> [Data entries]:
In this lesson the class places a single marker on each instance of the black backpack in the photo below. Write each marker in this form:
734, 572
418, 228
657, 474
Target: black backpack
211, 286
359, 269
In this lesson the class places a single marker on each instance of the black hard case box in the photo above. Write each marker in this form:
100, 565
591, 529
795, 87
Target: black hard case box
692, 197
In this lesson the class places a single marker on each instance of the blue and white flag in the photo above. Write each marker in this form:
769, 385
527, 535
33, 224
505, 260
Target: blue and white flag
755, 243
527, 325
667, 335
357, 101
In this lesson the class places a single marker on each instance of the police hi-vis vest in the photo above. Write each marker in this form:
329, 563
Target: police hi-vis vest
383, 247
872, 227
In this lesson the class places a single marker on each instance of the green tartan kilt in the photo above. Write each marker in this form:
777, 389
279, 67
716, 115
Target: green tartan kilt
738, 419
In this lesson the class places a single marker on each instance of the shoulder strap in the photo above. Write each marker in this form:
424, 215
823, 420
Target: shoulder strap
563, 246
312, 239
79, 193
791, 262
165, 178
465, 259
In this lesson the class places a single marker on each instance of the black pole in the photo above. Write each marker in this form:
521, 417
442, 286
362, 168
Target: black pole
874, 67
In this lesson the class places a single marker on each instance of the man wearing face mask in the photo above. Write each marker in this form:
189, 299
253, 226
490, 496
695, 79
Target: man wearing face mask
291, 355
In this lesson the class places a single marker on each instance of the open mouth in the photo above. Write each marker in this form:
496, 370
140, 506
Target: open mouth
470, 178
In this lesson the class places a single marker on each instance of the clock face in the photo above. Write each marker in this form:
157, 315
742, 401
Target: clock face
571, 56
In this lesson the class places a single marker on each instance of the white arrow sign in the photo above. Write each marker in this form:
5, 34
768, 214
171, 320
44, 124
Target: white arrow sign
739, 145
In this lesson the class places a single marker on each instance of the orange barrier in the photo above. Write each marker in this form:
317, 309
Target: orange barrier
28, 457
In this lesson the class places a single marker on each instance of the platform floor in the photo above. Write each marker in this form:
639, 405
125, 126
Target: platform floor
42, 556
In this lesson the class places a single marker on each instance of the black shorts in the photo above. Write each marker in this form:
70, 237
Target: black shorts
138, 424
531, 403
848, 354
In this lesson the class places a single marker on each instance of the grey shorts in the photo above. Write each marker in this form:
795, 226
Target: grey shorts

> [Task statement]:
Rewrite the data from the line containing "of the orange" through the end, renaming "platform floor" as "station floor" and leaving everything else unchanged.

> [Problem solution]:
In this lesson the class places a single marker on each instance of the orange barrier in the photo above. Write each marker in this form:
317, 309
Target: orange barrier
28, 457
In this lesson the class places a single marker on each instance of the station floor in the photo above. Write each marker in this form:
639, 405
125, 126
Target: station floor
42, 556
In this lesson the class places a single marker on each instance of the black shorts in the photo above. Write each marker in this form:
70, 237
Target: black shorts
138, 424
531, 403
848, 354
In this lesson the class places a single marker on each instance of the grey shorts in the photo above. Write each marker in this form:
795, 226
Target: grey shorts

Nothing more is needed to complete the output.